* **DATA FOR THE TASK**
....................
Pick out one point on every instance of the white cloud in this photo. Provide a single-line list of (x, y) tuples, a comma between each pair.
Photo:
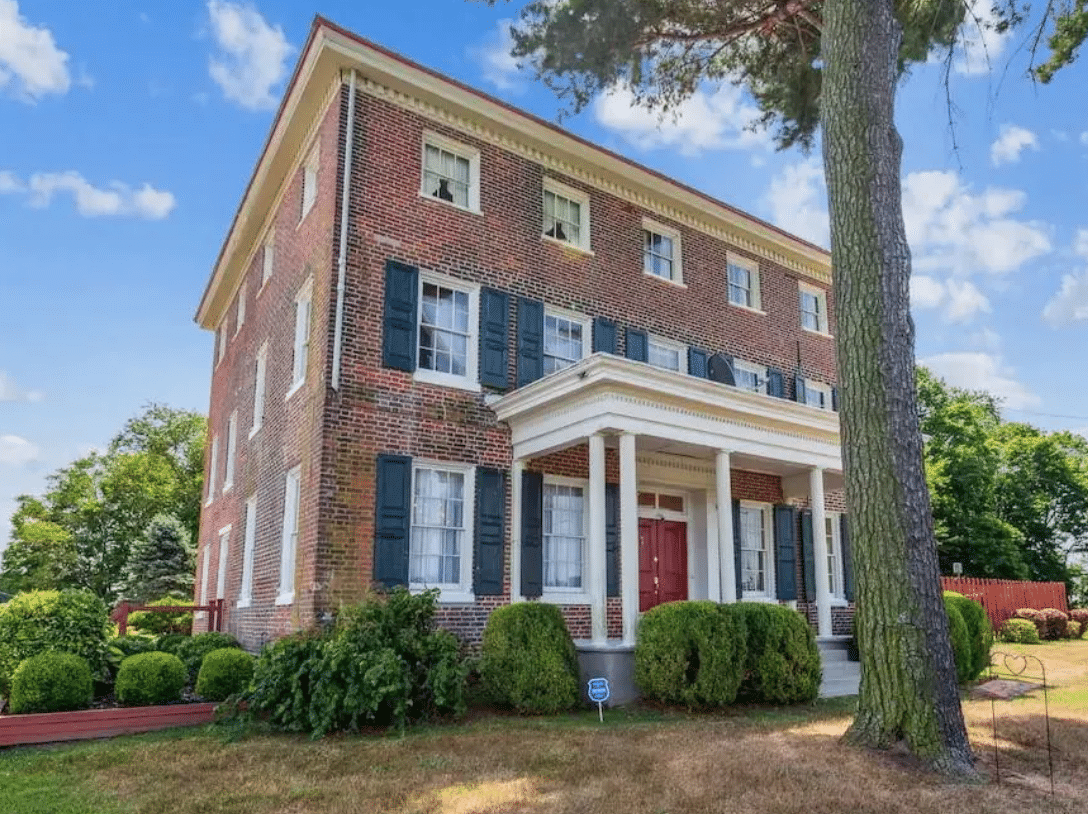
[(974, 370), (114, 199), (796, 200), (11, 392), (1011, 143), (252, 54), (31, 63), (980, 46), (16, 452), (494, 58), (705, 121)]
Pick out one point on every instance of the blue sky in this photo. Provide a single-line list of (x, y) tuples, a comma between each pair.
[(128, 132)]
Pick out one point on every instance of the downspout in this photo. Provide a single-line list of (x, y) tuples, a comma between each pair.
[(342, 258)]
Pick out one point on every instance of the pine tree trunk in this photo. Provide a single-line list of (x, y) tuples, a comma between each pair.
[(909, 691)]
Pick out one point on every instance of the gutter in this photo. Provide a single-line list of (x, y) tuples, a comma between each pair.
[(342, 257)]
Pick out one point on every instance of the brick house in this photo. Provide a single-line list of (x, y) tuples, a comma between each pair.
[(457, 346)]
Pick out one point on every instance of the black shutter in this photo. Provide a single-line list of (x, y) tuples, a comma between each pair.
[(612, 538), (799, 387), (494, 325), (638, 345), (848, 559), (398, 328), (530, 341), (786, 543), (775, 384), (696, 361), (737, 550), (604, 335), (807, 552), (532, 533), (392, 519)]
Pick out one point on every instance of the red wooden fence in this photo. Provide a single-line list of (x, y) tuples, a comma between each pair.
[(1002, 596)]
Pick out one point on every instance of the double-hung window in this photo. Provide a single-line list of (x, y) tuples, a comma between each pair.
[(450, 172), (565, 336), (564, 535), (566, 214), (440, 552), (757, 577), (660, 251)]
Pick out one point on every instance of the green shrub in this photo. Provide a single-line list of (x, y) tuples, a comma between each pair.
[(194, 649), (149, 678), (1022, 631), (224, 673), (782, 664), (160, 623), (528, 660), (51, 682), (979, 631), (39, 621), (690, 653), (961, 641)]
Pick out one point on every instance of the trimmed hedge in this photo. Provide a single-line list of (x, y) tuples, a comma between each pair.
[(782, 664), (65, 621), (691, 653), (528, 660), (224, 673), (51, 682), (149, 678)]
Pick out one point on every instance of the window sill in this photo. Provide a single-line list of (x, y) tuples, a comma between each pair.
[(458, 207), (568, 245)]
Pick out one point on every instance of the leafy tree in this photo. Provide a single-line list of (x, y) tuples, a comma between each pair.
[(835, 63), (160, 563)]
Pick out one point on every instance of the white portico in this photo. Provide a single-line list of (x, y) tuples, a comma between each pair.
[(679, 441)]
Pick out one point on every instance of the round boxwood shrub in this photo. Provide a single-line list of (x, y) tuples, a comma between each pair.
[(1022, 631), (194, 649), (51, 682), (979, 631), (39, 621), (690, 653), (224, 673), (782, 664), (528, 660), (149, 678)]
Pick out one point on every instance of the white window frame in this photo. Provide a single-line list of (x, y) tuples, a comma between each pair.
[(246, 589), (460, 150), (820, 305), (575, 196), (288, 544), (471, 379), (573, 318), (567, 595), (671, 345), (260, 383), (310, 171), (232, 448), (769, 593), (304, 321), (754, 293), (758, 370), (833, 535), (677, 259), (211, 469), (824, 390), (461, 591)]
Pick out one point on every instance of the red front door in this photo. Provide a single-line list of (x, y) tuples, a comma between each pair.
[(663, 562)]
....................
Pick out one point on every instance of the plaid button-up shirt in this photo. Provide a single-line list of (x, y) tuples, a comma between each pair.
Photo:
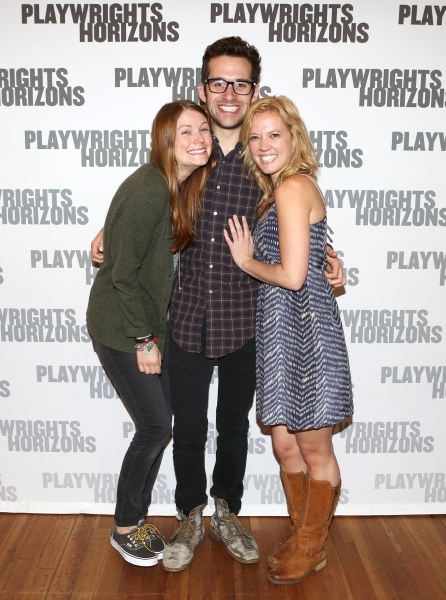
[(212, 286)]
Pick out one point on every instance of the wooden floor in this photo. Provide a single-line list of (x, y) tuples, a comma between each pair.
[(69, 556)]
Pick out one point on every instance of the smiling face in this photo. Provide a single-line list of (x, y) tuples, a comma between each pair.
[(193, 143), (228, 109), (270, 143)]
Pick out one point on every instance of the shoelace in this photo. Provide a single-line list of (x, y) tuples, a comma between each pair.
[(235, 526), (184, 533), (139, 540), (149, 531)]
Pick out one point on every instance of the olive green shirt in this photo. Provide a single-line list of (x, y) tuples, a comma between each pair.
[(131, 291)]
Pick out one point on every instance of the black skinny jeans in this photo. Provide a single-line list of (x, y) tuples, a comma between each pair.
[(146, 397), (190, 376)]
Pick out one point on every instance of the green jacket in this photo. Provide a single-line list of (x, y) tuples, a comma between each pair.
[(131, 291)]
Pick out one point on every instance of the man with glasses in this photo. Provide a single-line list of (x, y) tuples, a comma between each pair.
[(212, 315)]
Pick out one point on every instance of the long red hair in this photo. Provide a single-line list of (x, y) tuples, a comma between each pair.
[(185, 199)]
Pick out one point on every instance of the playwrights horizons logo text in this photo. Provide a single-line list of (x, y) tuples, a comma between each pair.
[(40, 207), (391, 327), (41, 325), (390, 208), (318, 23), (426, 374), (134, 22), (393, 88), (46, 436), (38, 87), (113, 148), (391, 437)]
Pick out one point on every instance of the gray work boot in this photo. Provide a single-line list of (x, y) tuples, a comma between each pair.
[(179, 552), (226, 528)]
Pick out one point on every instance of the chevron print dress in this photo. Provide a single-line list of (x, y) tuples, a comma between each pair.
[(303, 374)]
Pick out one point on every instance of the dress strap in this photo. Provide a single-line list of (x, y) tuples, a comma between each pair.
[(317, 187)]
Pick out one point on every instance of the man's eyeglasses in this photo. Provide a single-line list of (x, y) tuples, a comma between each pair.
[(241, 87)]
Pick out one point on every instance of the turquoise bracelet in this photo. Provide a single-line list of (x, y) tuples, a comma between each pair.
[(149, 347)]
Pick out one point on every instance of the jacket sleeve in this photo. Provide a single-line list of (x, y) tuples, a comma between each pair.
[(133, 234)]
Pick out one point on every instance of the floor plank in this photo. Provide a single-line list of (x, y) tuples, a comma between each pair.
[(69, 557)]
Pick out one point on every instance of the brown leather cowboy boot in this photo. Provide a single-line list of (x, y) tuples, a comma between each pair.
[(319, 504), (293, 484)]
....................
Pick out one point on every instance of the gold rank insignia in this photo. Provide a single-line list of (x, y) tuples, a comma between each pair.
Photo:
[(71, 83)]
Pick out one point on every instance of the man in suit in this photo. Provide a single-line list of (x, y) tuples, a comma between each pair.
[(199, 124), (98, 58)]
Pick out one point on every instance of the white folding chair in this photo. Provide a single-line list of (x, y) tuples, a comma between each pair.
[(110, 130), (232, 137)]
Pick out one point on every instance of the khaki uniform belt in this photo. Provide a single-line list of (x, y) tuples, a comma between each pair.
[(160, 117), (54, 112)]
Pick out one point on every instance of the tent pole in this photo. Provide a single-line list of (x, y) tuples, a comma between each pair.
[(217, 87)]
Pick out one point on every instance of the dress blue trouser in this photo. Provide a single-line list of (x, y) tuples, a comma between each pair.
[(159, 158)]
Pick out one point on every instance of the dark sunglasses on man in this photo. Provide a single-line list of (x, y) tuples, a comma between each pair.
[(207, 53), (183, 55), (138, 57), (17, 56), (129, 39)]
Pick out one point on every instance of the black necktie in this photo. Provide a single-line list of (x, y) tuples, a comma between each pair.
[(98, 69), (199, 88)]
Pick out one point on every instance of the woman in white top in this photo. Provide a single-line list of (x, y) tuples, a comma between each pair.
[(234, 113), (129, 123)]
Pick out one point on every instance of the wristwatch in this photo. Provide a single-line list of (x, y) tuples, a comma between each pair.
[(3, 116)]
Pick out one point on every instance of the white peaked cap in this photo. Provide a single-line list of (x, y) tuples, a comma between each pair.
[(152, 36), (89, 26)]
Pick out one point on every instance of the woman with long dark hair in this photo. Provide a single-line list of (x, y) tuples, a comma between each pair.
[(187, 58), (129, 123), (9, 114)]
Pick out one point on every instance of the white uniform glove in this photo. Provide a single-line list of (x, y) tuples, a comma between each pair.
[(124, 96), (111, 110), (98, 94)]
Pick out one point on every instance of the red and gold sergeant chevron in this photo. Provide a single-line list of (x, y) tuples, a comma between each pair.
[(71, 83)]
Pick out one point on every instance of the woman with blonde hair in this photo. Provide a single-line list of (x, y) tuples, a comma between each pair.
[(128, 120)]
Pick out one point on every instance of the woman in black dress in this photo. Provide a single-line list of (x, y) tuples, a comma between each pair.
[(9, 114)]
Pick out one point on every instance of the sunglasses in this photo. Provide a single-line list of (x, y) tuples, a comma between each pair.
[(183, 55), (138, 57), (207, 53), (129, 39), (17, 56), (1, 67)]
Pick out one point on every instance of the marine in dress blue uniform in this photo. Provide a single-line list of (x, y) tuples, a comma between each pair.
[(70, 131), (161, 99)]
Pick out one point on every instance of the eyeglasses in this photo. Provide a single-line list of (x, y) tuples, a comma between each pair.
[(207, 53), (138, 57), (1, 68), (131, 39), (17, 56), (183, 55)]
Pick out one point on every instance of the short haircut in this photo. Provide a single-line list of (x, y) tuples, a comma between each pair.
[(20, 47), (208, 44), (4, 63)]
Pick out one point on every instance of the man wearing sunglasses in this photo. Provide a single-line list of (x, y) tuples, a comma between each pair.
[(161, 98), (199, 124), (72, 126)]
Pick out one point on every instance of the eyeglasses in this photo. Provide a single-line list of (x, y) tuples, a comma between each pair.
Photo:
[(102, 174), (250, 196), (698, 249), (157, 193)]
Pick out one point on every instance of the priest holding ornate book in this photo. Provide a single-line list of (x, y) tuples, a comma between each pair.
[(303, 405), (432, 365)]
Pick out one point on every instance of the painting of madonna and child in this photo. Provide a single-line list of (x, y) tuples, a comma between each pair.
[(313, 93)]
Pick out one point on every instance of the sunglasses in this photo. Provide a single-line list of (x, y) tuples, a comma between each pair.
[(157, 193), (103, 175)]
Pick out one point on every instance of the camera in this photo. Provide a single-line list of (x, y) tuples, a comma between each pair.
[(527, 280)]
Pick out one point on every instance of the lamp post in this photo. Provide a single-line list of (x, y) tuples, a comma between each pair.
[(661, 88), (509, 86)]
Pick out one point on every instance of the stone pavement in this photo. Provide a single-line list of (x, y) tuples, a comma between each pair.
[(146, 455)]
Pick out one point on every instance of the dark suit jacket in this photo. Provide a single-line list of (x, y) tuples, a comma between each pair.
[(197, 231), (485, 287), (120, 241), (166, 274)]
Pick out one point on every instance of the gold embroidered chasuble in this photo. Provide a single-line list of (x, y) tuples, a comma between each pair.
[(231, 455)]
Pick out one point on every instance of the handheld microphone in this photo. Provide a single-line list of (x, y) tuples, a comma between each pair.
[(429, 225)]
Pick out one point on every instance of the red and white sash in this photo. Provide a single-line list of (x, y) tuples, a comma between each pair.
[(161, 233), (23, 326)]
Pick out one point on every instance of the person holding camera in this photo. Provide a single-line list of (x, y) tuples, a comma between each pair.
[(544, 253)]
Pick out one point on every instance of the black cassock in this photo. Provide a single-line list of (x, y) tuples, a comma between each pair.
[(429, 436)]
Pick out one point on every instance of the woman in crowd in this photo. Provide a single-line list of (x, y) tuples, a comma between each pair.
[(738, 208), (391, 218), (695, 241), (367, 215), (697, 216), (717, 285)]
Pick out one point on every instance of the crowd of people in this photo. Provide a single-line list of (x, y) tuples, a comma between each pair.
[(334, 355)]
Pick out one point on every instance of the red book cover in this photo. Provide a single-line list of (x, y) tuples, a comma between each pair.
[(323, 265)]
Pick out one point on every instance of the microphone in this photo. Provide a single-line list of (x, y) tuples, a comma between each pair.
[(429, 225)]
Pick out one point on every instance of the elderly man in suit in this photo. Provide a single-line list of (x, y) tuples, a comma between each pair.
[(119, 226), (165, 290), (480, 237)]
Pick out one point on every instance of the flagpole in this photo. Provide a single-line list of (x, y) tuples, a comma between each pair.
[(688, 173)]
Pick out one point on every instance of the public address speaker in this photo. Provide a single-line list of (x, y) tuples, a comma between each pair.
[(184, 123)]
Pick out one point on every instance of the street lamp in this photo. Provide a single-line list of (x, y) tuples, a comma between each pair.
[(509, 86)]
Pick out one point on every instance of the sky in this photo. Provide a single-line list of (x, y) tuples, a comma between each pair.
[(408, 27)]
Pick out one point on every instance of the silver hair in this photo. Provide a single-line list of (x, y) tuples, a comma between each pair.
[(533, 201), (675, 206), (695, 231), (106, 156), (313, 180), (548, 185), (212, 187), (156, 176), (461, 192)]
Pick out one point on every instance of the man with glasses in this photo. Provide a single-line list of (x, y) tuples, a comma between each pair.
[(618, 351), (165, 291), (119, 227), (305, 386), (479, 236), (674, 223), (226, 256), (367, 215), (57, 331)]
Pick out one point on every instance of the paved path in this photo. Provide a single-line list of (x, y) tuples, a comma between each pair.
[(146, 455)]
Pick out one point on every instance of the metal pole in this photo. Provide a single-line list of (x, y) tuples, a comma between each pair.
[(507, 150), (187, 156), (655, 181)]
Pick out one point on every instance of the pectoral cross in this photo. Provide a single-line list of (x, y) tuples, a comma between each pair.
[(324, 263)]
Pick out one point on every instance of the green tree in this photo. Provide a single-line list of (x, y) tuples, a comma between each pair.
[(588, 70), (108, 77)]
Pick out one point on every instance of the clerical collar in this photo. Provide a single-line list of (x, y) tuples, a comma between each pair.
....................
* **EXERCISE PROMPT**
Rewrite the lines between the one holding "Pick out one point on every instance of the gutter" and the one holding "[(457, 346)]", inclusive, with "brick house" changed to "stone house" and nothing else altered. Give back only those lines.

* **TASK SOLUTION**
Pick out one point on every instance of the gutter in this photo. Provide a single-line list of (x, y) tuples, a comma between each pair.
[(342, 257)]
Pick out one point on every instance of the stone house in this photo. Provide a single-line list of (x, y) tuples, a comma between each pair.
[(457, 346)]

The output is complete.